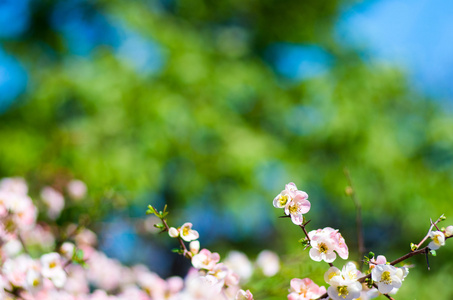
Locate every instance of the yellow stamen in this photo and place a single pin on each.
(283, 200)
(343, 291)
(386, 278)
(323, 248)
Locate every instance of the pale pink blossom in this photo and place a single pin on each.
(268, 262)
(16, 185)
(449, 231)
(67, 249)
(239, 263)
(205, 259)
(438, 240)
(298, 207)
(244, 295)
(305, 289)
(187, 233)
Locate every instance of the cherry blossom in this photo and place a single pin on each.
(305, 289)
(438, 240)
(244, 295)
(185, 232)
(387, 277)
(205, 259)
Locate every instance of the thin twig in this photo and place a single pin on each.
(430, 228)
(386, 295)
(358, 209)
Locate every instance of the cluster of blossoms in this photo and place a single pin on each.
(211, 278)
(348, 283)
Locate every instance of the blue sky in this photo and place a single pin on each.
(416, 35)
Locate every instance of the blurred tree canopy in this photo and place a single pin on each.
(188, 103)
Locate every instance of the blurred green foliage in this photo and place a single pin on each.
(217, 127)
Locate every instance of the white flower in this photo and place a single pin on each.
(240, 264)
(449, 231)
(51, 268)
(173, 232)
(244, 295)
(341, 289)
(438, 240)
(387, 277)
(77, 189)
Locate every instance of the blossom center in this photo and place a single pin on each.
(283, 200)
(343, 291)
(293, 209)
(386, 278)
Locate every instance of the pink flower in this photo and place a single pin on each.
(324, 242)
(205, 259)
(305, 289)
(244, 295)
(297, 207)
(77, 189)
(269, 262)
(54, 201)
(185, 232)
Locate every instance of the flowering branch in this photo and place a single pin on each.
(327, 243)
(350, 191)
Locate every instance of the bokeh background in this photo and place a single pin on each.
(213, 106)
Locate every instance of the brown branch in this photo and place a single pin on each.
(358, 209)
(386, 295)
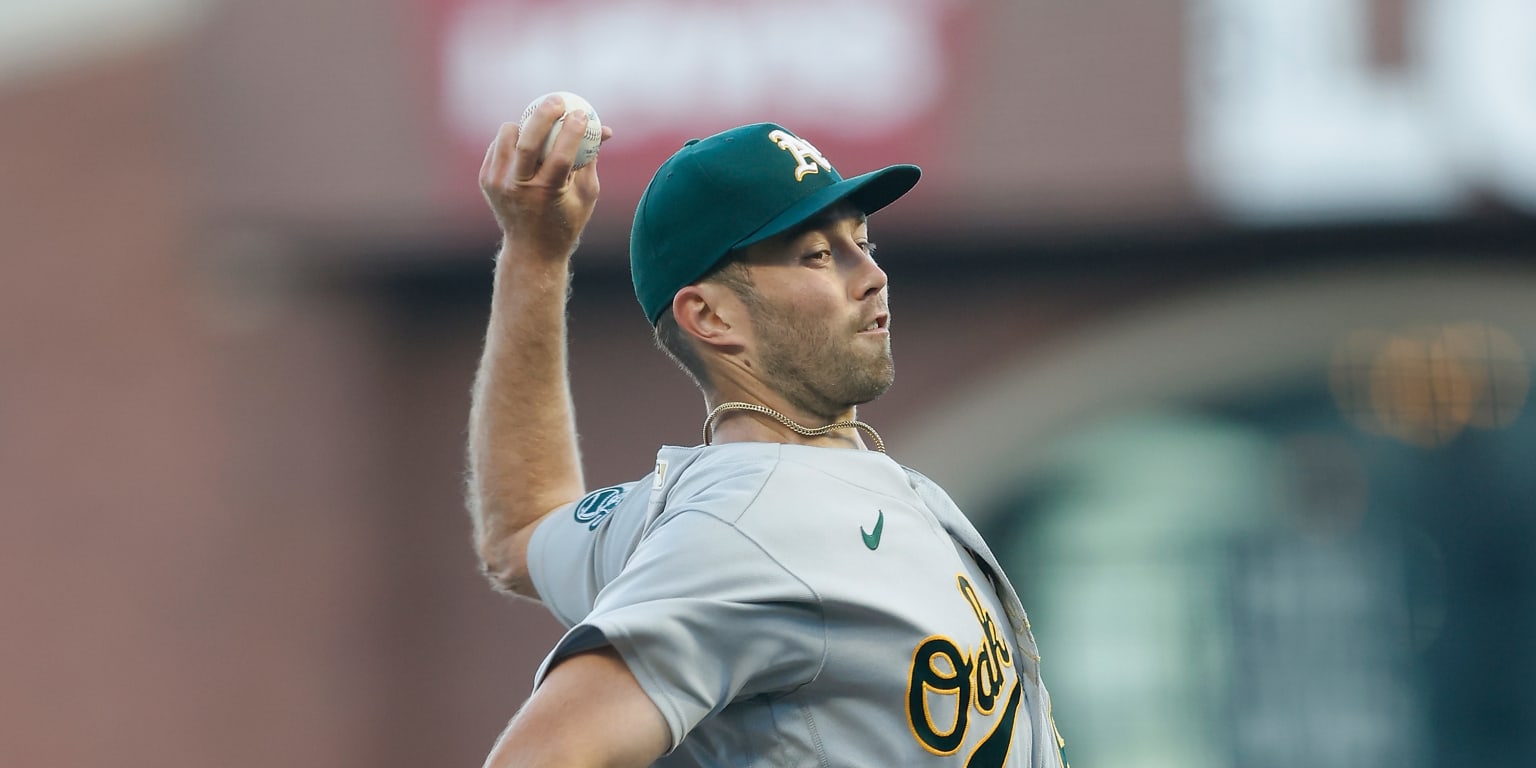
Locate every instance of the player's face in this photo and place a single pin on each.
(820, 321)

WORK TO DO
Starting with the line that holds "Locate every instance of the blurred green", retype each line through the last one in the listing above, exactly as written. Do not copy any pictures.

THE OUTPUT
Locate every instance of the blurred green foliage in this photo and place a single pin on each.
(217, 127)
Locate every instance of the white flower in this photo and place a single pin on each.
(240, 264)
(449, 231)
(51, 268)
(173, 232)
(244, 295)
(341, 289)
(438, 240)
(387, 277)
(77, 189)
Locate every instance of the blossom center in this photo and place a single pin on each.
(283, 200)
(343, 291)
(293, 209)
(386, 278)
Locate every instance of the pink flower in this photo and place a single pin on each.
(324, 242)
(205, 259)
(305, 289)
(244, 295)
(297, 207)
(77, 189)
(269, 262)
(54, 201)
(185, 232)
Locate every instance of the flowering branch in this photo and place a single pin on each.
(327, 243)
(350, 191)
Locate every instance of the bokeh background in this photo and place a single pin on each.
(213, 106)
Locate every instance of the brown branch in this photo and place a single pin on each.
(358, 209)
(386, 295)
Locate every instance of the player's face in this photo and place a single pin on each.
(820, 321)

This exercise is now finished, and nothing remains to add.